REQUIRED WORK
Reproduce the listing below in full, replacing each occurrence of "blurred" with "out-of-focus" and leaving everything else unchanged.

[Records]
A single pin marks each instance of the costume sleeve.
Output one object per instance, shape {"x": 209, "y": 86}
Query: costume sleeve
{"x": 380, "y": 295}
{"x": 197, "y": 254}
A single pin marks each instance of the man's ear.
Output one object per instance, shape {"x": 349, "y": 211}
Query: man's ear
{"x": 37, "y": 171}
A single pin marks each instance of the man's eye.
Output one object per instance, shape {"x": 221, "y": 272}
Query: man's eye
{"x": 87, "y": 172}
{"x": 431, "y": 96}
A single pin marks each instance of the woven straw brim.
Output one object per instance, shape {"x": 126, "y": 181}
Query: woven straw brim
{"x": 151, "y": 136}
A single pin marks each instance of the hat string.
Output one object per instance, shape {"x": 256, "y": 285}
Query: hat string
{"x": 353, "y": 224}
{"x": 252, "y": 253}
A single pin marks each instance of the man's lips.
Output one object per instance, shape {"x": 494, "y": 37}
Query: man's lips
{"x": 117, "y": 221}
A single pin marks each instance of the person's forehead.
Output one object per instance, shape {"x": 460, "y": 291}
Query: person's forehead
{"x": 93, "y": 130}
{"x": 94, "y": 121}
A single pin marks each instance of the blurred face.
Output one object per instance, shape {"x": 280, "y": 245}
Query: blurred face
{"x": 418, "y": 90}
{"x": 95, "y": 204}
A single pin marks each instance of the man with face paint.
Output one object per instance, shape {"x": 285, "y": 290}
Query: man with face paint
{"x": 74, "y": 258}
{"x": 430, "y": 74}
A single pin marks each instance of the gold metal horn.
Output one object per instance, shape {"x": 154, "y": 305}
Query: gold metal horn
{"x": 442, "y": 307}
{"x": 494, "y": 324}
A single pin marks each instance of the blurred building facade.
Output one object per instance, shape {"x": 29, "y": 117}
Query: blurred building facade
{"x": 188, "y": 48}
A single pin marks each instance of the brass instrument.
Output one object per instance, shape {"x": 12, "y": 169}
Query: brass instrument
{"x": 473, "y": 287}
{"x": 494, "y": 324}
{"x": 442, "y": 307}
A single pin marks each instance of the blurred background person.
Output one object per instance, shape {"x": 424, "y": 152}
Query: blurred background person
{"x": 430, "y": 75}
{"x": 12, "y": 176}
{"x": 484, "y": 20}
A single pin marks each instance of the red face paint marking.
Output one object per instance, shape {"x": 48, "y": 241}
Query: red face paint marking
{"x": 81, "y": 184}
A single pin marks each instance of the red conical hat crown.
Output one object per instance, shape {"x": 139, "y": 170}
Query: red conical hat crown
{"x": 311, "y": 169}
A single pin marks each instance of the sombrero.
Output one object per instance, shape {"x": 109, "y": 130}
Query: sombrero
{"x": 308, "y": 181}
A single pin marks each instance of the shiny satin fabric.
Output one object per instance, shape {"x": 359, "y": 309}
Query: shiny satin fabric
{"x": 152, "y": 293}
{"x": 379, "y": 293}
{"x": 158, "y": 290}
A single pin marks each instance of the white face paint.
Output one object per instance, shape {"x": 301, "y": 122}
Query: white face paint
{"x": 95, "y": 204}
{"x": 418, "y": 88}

FULL ANSWER
A single pin marks each instance of the costume sleeve.
Output one object per instance, shape {"x": 209, "y": 86}
Query: costume sleeve
{"x": 380, "y": 295}
{"x": 197, "y": 254}
A single pin marks each instance of the man's ear.
Output one object per instance, shape {"x": 349, "y": 211}
Query: man's ear
{"x": 37, "y": 171}
A single pin marks each instance of the man's eye.
Output one object per instance, shape {"x": 221, "y": 272}
Query: man's eye
{"x": 87, "y": 172}
{"x": 431, "y": 96}
A single pin marks each instance of the woven straw brim.
Output one object per instance, shape {"x": 126, "y": 181}
Query: woven straw brim
{"x": 151, "y": 136}
A single pin marks each instance of the hat string.
Output one object per instance, shape {"x": 256, "y": 285}
Query: hat string
{"x": 353, "y": 224}
{"x": 252, "y": 253}
A single pin marks each instance of the man's lips.
Output one object per instance, shape {"x": 494, "y": 37}
Query: man's lips
{"x": 117, "y": 221}
A single pin marks each instance of the person's forehead.
Output one object per instance, shape {"x": 460, "y": 291}
Query: person's forehead
{"x": 93, "y": 130}
{"x": 94, "y": 121}
A single pin marks each instance of the out-of-focus face.
Output one object per instance, shape {"x": 280, "y": 245}
Query: out-of-focus face
{"x": 418, "y": 90}
{"x": 95, "y": 204}
A single pin marks each instance of the man with face paint.
Output one object per instance, shape {"x": 285, "y": 290}
Query: man with face paint
{"x": 74, "y": 258}
{"x": 430, "y": 74}
A single pin marks each instance of the gold metal horn.
Output one object per instance, shape {"x": 154, "y": 305}
Query: gold metal horn
{"x": 442, "y": 307}
{"x": 494, "y": 324}
A single pin marks each instance of the out-of-focus building facade.
Output one object per instance, shape {"x": 29, "y": 117}
Query: out-of-focus building facade
{"x": 188, "y": 48}
A single pin marks each instance of the brass instrument.
Output one object per instance, shape {"x": 12, "y": 169}
Query: brass instrument
{"x": 473, "y": 287}
{"x": 494, "y": 324}
{"x": 442, "y": 307}
A single pin marks each instance of the out-of-focus background person.
Output one object per instance, shape {"x": 424, "y": 152}
Query: out-of-focus background person
{"x": 430, "y": 75}
{"x": 12, "y": 176}
{"x": 484, "y": 20}
A single pin marks each instance of the red face paint marking.
Output one object per instance, shape {"x": 48, "y": 241}
Query: red face paint marking
{"x": 81, "y": 184}
A single pin marks each instance of the red conical hat crown.
Output one object per instance, shape {"x": 139, "y": 170}
Query: red conical hat crown
{"x": 311, "y": 169}
A single pin marks each instance of the sombrero.
Output one object per instance, shape {"x": 109, "y": 130}
Query: sombrero
{"x": 308, "y": 181}
A single pin marks each instance of the shiny satin fabric.
Output one object per instance, shape {"x": 359, "y": 309}
Query: shiny satin fabric
{"x": 152, "y": 293}
{"x": 379, "y": 293}
{"x": 158, "y": 290}
A single pin marks each instance of the white face paint.
Output one object per instance, shape {"x": 301, "y": 122}
Query: white face paint
{"x": 95, "y": 204}
{"x": 418, "y": 88}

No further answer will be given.